A picture-free, exact reproduction of the listing that follows is required.

■ Dataset excerpts:
━━━━━━

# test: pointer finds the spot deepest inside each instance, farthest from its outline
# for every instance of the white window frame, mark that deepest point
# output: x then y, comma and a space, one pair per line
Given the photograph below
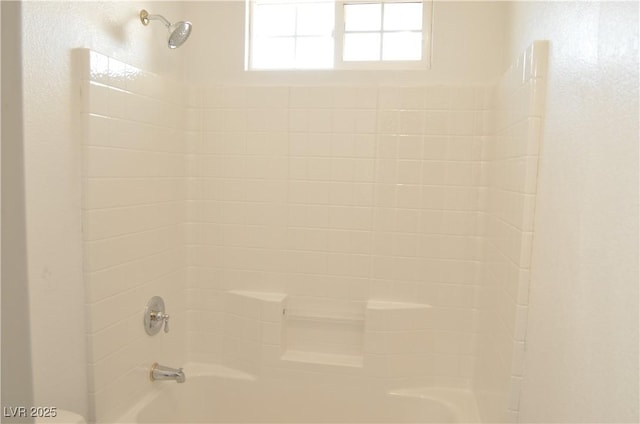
338, 38
339, 32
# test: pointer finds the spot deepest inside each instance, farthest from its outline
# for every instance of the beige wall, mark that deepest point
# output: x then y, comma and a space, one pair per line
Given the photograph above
52, 163
582, 340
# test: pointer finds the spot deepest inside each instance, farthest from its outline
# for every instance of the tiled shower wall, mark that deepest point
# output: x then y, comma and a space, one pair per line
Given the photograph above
511, 156
343, 194
134, 213
332, 196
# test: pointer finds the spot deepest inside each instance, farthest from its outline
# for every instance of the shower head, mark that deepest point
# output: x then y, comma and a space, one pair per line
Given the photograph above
178, 32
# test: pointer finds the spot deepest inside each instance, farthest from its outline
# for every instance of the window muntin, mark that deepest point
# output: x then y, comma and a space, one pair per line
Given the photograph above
323, 34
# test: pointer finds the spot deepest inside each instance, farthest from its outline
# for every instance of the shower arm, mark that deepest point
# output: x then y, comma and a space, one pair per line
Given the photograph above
145, 18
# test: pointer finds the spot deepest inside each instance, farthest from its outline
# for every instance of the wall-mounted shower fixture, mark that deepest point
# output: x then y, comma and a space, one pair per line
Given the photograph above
178, 32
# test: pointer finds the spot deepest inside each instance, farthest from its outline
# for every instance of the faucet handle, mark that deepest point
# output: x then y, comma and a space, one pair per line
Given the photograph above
155, 317
165, 318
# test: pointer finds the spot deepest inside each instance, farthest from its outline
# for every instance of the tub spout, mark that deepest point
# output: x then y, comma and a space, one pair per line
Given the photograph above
160, 372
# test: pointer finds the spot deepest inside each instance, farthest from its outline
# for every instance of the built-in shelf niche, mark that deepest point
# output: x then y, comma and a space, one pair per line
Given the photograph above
327, 332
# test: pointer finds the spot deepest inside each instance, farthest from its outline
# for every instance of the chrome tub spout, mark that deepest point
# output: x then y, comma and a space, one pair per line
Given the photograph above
160, 372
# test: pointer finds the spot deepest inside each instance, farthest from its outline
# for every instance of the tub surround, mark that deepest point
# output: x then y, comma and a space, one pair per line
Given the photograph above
338, 232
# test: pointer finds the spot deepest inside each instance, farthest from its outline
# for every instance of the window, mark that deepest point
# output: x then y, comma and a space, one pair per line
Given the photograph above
327, 34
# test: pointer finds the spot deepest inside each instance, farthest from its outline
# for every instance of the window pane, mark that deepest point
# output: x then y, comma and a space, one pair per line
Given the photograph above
274, 19
360, 47
269, 53
402, 16
314, 52
402, 46
315, 18
362, 17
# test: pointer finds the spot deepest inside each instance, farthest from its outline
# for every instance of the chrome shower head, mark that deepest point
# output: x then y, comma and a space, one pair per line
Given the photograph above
178, 32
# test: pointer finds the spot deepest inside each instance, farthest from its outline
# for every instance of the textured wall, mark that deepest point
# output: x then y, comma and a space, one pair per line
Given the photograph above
582, 338
510, 165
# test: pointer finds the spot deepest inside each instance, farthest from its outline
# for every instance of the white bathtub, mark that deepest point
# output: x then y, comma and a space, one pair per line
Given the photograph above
221, 395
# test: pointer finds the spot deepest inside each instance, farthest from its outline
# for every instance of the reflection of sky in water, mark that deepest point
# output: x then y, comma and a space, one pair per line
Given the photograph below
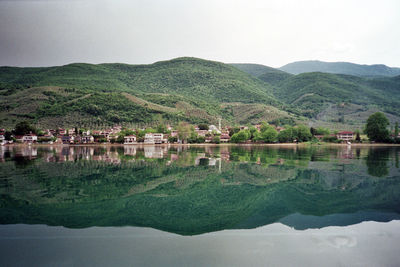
307, 206
364, 244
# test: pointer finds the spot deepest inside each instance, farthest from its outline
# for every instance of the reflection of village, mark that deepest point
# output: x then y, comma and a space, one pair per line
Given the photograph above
116, 154
188, 156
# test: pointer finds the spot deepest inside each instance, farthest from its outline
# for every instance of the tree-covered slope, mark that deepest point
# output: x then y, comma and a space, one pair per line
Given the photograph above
207, 80
267, 74
257, 186
80, 94
316, 93
340, 68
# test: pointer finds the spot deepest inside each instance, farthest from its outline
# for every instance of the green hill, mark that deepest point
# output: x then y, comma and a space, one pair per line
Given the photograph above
269, 75
340, 68
190, 89
80, 94
340, 99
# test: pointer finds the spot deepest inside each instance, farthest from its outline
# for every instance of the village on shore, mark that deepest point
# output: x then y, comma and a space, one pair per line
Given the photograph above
184, 133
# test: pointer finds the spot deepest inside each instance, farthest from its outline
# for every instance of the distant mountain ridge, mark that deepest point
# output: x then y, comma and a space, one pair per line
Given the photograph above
192, 90
340, 68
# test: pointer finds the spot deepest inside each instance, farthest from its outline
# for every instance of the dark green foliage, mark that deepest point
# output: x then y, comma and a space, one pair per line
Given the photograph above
23, 128
191, 88
288, 135
311, 93
340, 67
203, 126
303, 133
330, 139
376, 127
188, 199
241, 136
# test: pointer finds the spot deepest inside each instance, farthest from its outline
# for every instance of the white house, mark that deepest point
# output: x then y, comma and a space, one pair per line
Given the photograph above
213, 128
130, 139
87, 139
345, 136
2, 140
29, 138
154, 138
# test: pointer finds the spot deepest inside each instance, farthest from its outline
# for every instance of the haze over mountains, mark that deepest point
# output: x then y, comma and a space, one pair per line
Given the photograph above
197, 90
340, 68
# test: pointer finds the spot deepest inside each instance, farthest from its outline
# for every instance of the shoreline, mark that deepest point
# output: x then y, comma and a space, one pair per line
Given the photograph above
207, 145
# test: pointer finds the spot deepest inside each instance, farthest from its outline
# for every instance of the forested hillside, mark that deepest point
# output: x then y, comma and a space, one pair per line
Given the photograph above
337, 101
187, 89
193, 90
340, 68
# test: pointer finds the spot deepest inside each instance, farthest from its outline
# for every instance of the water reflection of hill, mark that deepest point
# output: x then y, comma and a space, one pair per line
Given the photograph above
197, 190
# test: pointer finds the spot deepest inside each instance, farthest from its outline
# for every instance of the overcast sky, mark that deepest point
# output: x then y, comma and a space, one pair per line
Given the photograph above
273, 33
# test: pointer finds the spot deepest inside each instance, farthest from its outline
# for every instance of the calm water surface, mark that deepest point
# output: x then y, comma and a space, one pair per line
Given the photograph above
199, 206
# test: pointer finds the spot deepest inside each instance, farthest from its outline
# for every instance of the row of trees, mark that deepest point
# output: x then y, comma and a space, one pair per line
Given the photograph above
268, 134
377, 129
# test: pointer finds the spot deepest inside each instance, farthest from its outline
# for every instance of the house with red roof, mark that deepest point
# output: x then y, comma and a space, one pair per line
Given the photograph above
345, 136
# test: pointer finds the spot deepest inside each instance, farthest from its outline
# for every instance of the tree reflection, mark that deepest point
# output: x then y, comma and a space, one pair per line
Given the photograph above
376, 161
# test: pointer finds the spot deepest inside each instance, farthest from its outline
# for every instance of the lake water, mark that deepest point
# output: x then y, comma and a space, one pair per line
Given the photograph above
199, 206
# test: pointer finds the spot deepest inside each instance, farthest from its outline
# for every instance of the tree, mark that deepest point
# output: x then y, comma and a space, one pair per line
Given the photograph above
253, 132
8, 135
358, 138
269, 135
322, 131
184, 131
376, 127
313, 131
161, 128
287, 135
303, 133
240, 137
24, 127
233, 130
203, 126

━━━━━━

■ Exercise result:
# test: pointer finds the spot deepest inside each instance, farthest from its outline
# for every instance of the white window frame, mark that deepest point
# output: x then y, comma and a space, one pair per line
Given the photograph below
338, 38
339, 32
# test: pointer finds the spot deepest inside each instance, farthest from its outline
# for every instance of the beige wall, mark that deepest point
# output: x then y, comma and a space, one pair per line
Given the photograph above
52, 163
582, 340
# test: pointer finds the spot deepest inside each instance, farthest from its outline
# for every instance of the tiled shower wall, mark that deepest point
# output: x then y, comma and a space, one pair per line
Given the photograph above
511, 156
343, 194
134, 213
332, 196
# test: pointer finds the spot deepest inside each instance, farthest from its outline
# for every instance of the shower head, mark that deepest point
# output: x then y, comma and a space, one pair per line
Given the photograph above
178, 32
# test: pointer finds the spot deepest inside each instance, farthest from its outline
# for every instance of the window muntin, mark that deepest point
# output: x then y, comma and a space, one pair per line
Given the photograph above
323, 34
# test: pointer finds the spot deepest inside each instance, farthest from its outline
# for every instance of the shower arm, mark that deepest point
# output: x then y, comma and a space, one pair per line
Given the photograph above
145, 18
# test: pointer finds the spot deepest inside each instance, farthest from its outline
# for every instance of the wall-mounted shower fixture, mark that deepest point
# output: x then y, comma and a space, one pair per line
Given the photograph above
178, 32
# test: pointer finds the spot deepest inside each instance, farthest from its outline
# for every instance of the faucet handle, mark that deepest point
# output: x then y, comma and a space, one pair per line
Given the photograph above
155, 317
165, 318
# test: pointer finds the spot deepest inside each instance, farthest from its outline
# for every instance of the tub spout, mark that deepest point
# output: x then y, comma and a space, one pair per line
Given the photograph above
160, 372
# test: pointer finds the spot deepest inside each instance, farthest from its outline
# for every instance of the built-in shelf niche, mark that deepest point
# output: x then y, comma and a space, one pair per line
Given the photograph above
327, 332
# test: pointer finds the spot deepest inside each instance, farthest from its outline
# for every instance of the chrome tub spout, mark that deepest point
# output: x then y, comma and a space, one pair per line
Given the photograph above
160, 372
# test: pointer finds the spot deepest inside each instance, farthest from its outline
# for every instance of the tub surround, mark that deepest point
# output: x then y, comma and a space, one pair per line
Given the photograph above
338, 232
# test: pointer finds the spot deepest inside each instance, farthest from its outline
# for every instance of the window, mark that deepest point
# output: x then y, comma and a space, one pair per line
Given the photograph above
327, 34
# test: pointer finds the spot deepest inside each instance, farthest from its outline
# for every instance of the window pane, mark that deepest point
# output: x then y, comma and a space, one pair per line
Given the photograph above
274, 19
360, 47
269, 53
402, 16
314, 52
402, 46
315, 18
362, 17
# test: pointer finds the spot deepest inside each instance, farthest from its outline
# for every instance of the chrome shower head, mark that deepest point
# output: x then y, comma and a space, one pair per line
Given the photograph above
178, 32
# test: pointer finds the spot deepest inside each instance, farthest from its outline
# for every instance of the textured wall, mark that deepest point
# output: x then y, comma and a space, one pair per line
Given the photograph above
582, 338
510, 165
# test: pointer finds the spot deepest inside each instance, farthest from its outline
# for every instance of the white bathtub, mark that deepest point
# output: x then y, comma and a space, one pair per line
Given the photograph above
221, 395
# test: pointer finds the spot deepest inside each instance, farthest from its outline
# for every instance of the reflection of sky in water, mark that deepest point
# output: x then y, comma and a space, one pair per line
Given the photograph below
307, 206
364, 244
# test: pointer finds the spot deepest inside each instance, farthest from its outline
# for every instance of the reflection of village, mark that deepest point
# output: x then y, comma and a space, one pair per line
Given the photograph above
116, 154
188, 156
# test: pointer finds the spot deepest inside each instance, farthest from its outline
# for every instance of the tree-covered slope, mark that deepest point
# output: x then y, comma and a space, one pair per line
Given the photograph above
207, 80
267, 74
257, 186
80, 94
316, 93
340, 68
# test: pointer finds the spot deepest inside each instance, farthest from its outline
# for every instance of the green hill, mark that deepest point
# output: x then y, comma and a space, one pair per line
Given the photograph above
269, 75
340, 68
190, 89
80, 94
340, 99
# test: pointer finds the spot deepest inside each instance, farthest from its outline
# for every instance of the village on shore, mark that deepest point
# output: x then y, comma and a space, one pair per line
Given the photograph above
184, 133
# test: pointer finds the spot deepest inside each instance, farthest from its outline
# for every instance of the distant mountain ridge, mark that deepest point
# output: x then y, comma and a space, one pair per line
Given the photograph above
192, 90
340, 68
# test: pointer finds the spot deepest inside each instance, farthest from its outline
# for every instance of the dark green foliage, mark that deepest point
# output: x then y, comma and a space, one pair per line
Given the photograph above
23, 128
191, 88
288, 135
311, 93
340, 67
203, 126
303, 133
330, 139
376, 127
188, 199
241, 136
# test: pointer finds the spot deepest inside each instance, farthest from its outline
# for every instance of the white house, mark that deepest point
# output: x then y, comma and a space, one pair per line
Given the photograph above
213, 128
130, 139
87, 139
345, 136
2, 140
29, 138
154, 138
# test: pointer finds the spot deepest inside each instance, farthest from its outline
# for every instance of the haze over mountains, mark that deepest point
# output: x then y, comma and a space, one pair per line
Given the photograph above
197, 90
340, 68
# test: pointer finds the spot deepest inside each instance, farthest from its outline
# for every instance of the shoreline, mark that deepest point
# output: x then y, comma and a space, one pair per line
Given the photograph above
207, 145
# test: pointer finds the spot deepest inside each instance, farthest from its outline
# for every instance of the forested hillside, mark that deepest point
# output: x then y, comma and a space, one pair per line
Given the photograph above
337, 101
187, 89
193, 90
340, 68
# test: pointer finds the spot deepest inside each instance, farthest from its outline
# for every instance of the water reflection of hill, mark that deepest point
# output: x then y, comma and a space, one pair per line
Given the photograph above
197, 190
# test: pointer finds the spot deepest inside each instance, farthest from its outline
# for every instance of the overcast sky, mark that deepest point
# output: x then y, comma and a space, one pair per line
Given the photograph above
273, 33
# test: pointer finds the spot deepest inside each instance, farthest from its outline
# for every instance of the calm water surface, mark that deepest point
# output: x then y, comma and a space, one pair per line
Given the photograph above
199, 206
# test: pointer finds the spot deepest inside each instance, farthest from its outline
# for every instance of the row of trees, mark that deepest point
# output: x then y, comma and a space, one pair per line
Given the photograph above
268, 134
377, 129
# test: pointer finds the spot deepest inside each instance, farthest from its outline
# for every instance of the house with red roof, mark that deepest point
# output: x then y, comma and a space, one pair per line
Given the photograph above
345, 136
# test: pointer finds the spot deepest inside each instance, farthest from its outline
# for every instance of the tree reflection, mark that deepest point
# output: x then y, comma and a space, one pair per line
Given the photograph above
376, 161
# test: pointer finds the spot deepest inside each instance, farthest from its outline
# for every instance of the lake water, mark that deepest point
# output: x then y, comma and a space, one pair per line
Given the photograph above
199, 206
# test: pointer finds the spot deepest inside each instance, farthest from its outline
# for every instance of the tree, mark that deepest point
# output: x then y, comma and a space, one pair per line
Given the photograph above
253, 132
8, 135
358, 138
269, 135
322, 131
184, 131
376, 127
313, 131
161, 128
287, 135
303, 133
240, 137
24, 127
233, 130
203, 126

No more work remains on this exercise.